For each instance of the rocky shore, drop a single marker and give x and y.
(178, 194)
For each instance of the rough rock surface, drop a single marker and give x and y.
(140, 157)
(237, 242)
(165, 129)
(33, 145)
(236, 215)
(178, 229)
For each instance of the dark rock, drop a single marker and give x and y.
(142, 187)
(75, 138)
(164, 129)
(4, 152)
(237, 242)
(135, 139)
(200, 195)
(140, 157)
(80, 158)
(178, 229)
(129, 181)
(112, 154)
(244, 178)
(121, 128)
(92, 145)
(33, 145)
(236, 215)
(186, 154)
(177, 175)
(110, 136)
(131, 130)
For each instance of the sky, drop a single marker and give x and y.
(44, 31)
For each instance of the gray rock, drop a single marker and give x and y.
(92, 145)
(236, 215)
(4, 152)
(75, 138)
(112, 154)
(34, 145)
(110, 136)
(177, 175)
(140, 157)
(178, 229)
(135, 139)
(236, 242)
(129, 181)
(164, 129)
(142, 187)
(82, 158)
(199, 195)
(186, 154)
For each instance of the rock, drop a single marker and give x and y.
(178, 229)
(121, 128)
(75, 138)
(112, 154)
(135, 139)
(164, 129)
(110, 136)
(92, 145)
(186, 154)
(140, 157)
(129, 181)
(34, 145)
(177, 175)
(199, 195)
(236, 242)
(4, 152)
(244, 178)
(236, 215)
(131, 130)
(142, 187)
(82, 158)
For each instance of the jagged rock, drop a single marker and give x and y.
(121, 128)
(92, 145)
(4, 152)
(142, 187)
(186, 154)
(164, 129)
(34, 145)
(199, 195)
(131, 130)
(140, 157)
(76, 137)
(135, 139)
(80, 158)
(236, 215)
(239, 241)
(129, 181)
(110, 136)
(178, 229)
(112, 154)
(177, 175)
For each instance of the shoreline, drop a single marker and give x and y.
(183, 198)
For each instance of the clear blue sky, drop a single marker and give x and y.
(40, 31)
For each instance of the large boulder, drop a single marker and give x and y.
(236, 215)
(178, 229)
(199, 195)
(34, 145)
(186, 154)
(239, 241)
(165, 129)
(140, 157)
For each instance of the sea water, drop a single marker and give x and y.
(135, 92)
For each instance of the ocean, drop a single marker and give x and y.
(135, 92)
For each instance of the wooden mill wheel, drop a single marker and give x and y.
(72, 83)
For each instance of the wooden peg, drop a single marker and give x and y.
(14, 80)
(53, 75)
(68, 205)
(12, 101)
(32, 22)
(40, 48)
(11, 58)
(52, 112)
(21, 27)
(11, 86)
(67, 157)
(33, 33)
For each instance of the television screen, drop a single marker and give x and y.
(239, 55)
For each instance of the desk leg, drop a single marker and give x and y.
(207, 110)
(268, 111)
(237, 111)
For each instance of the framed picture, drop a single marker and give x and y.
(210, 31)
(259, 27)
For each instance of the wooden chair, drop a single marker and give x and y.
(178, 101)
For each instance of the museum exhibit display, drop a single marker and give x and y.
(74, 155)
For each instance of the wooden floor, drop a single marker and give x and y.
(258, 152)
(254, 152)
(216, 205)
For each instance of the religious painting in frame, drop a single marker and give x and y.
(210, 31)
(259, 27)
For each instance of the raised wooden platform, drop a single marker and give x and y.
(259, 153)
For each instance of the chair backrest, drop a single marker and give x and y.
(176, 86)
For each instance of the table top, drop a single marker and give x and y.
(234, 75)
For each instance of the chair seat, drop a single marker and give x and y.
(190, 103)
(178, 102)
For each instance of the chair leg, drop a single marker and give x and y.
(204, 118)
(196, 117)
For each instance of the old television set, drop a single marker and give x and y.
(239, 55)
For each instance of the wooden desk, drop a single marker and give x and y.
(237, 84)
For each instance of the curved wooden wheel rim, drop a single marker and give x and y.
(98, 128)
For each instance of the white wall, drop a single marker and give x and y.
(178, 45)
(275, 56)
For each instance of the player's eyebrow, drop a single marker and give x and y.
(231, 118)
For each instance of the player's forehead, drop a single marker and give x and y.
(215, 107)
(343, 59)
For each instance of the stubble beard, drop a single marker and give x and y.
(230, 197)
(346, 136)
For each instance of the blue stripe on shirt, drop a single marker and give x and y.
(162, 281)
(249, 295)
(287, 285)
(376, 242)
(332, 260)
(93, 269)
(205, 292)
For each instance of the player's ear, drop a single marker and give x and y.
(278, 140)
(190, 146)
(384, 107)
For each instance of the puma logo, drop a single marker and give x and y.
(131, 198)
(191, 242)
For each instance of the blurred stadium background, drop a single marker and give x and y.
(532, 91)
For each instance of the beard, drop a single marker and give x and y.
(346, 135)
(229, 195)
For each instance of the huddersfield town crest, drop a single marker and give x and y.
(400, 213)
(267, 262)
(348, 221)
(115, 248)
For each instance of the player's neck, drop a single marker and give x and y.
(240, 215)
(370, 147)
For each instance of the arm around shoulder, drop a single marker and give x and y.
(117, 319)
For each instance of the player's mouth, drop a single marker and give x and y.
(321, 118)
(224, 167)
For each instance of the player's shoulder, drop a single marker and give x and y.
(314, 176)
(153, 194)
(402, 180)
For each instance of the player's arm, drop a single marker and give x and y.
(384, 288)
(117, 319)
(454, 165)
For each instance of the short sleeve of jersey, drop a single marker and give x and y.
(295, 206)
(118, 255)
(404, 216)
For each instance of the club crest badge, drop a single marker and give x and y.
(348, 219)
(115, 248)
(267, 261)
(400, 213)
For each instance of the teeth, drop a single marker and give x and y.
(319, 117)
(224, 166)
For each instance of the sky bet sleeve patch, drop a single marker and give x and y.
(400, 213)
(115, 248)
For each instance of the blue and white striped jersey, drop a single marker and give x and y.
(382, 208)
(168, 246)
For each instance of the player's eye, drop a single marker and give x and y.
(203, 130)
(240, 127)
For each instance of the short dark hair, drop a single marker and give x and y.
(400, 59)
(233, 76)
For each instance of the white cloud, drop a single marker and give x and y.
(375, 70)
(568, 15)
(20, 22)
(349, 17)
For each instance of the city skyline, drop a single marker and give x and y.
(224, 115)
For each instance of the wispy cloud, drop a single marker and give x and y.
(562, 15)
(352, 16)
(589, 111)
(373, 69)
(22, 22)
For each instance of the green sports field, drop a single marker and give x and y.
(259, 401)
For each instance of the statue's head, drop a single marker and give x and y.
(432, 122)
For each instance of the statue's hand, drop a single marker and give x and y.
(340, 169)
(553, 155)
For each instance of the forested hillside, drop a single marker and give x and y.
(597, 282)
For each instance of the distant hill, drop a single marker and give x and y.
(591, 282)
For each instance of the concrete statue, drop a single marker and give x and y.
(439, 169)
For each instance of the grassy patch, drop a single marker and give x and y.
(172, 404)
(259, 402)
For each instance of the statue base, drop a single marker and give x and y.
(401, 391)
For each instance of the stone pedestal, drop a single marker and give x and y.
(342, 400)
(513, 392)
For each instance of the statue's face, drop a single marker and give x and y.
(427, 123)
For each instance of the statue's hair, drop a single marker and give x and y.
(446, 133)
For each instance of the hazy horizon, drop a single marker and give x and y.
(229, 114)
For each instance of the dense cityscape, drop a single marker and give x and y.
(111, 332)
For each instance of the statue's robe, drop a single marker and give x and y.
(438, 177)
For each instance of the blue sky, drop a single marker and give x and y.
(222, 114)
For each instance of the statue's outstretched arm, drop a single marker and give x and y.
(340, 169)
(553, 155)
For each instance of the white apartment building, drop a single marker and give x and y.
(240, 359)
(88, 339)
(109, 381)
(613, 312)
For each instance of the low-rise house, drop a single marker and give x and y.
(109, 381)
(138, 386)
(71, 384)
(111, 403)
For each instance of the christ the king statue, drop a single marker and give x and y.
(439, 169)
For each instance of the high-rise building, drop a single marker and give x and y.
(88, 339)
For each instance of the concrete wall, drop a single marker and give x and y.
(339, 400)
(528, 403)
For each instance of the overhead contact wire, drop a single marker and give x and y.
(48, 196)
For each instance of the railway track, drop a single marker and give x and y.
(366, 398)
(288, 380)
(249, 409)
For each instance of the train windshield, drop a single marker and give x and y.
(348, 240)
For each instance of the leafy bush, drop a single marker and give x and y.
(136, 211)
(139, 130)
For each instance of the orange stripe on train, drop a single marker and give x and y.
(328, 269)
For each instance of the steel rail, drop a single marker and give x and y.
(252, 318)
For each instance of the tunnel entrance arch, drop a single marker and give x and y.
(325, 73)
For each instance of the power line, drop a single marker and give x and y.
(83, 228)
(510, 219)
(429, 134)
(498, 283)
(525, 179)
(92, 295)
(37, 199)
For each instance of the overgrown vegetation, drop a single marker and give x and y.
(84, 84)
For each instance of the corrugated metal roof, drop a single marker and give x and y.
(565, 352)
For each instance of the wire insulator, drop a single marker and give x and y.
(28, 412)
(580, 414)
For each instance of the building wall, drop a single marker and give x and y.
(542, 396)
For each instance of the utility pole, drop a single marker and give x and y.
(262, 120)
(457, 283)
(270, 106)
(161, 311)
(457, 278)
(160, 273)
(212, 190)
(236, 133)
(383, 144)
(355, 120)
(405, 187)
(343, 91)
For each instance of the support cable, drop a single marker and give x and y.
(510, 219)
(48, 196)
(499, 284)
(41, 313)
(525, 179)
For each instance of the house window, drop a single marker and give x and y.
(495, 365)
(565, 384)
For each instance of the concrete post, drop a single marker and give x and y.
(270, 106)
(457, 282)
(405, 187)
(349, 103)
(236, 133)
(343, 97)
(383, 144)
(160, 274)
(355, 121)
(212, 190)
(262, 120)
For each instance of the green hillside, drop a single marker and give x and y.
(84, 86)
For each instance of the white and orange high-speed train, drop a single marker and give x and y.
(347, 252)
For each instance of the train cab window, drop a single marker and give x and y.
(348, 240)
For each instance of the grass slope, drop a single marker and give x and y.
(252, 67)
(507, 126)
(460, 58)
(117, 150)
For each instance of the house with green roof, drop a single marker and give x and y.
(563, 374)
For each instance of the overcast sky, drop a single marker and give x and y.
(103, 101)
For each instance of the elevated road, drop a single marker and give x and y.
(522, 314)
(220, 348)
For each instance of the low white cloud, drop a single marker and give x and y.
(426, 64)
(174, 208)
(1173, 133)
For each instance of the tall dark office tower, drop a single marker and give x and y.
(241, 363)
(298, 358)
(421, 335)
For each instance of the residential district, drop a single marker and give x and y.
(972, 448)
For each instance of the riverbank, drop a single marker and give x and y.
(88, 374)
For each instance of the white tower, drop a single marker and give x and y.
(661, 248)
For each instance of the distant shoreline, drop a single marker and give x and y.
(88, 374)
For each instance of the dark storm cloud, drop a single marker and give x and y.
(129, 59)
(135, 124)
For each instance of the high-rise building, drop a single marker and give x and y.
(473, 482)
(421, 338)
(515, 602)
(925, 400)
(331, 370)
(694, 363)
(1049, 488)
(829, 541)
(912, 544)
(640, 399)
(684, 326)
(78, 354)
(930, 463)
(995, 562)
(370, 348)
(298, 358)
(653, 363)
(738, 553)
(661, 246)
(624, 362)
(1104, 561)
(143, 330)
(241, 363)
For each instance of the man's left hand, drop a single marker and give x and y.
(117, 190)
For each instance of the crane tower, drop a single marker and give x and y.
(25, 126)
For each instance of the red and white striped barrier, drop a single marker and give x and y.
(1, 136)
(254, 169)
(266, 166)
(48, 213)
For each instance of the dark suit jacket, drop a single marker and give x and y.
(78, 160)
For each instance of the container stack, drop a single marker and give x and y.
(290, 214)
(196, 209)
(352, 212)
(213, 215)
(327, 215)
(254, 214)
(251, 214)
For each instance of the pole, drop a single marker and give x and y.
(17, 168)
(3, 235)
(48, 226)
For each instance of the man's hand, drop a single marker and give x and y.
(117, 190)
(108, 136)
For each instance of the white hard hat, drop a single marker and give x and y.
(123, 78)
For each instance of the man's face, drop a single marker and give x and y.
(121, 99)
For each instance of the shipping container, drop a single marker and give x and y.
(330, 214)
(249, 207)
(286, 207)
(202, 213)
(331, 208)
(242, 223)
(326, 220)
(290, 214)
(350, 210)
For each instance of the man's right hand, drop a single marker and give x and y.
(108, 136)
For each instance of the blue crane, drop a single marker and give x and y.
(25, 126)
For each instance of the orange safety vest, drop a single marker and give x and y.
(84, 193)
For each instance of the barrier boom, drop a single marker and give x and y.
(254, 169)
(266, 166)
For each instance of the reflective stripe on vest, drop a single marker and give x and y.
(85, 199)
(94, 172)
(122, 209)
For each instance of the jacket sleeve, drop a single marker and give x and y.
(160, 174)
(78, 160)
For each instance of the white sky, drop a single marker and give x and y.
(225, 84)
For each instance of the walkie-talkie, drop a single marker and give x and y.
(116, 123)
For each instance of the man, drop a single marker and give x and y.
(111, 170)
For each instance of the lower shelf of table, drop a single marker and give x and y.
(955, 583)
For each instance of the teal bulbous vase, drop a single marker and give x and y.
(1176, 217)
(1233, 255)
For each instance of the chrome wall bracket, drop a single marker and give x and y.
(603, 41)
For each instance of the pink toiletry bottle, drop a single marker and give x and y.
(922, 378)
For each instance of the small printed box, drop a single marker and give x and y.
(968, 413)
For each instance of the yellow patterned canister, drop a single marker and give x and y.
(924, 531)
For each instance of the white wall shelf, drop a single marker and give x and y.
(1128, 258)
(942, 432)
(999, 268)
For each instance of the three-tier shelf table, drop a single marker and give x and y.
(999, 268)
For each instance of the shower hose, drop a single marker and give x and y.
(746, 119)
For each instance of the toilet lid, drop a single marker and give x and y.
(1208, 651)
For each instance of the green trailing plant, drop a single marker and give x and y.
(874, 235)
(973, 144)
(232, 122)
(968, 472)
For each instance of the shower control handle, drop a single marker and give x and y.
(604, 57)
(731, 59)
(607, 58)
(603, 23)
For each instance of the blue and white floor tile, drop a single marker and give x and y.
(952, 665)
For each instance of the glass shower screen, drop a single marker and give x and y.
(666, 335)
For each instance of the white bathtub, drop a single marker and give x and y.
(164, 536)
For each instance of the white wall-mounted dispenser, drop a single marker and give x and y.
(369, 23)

### Task objective
Copy out the line holding "For each instance of the three-tier". Then copy every later line of the data, unchanged, through the last one.

### Exercise result
For each instance of the three-tier shelf table, drop a single marker and give x and y.
(999, 268)
For each instance of the shower hose, drop a single marker and give x and y.
(746, 119)
For each instance of the toilet lid, drop a single marker and give x and y.
(1208, 651)
For each instance of the green trailing plant, drop a single marker and give x and y.
(874, 235)
(973, 144)
(232, 122)
(968, 472)
For each instance of the shower control handle, drop a single marker and give x and y.
(604, 57)
(731, 59)
(607, 58)
(603, 23)
For each instance of the blue and white floor tile, drop a single marker and give x and y.
(952, 665)
For each instance of the glass shower screen, drop a single marker and give x and y.
(666, 335)
For each instance of the white bathtub, drop a single marker and give x and y.
(164, 536)
For each instance of the white wall-mounted dispenser, drop a single marker and give x and y.
(369, 23)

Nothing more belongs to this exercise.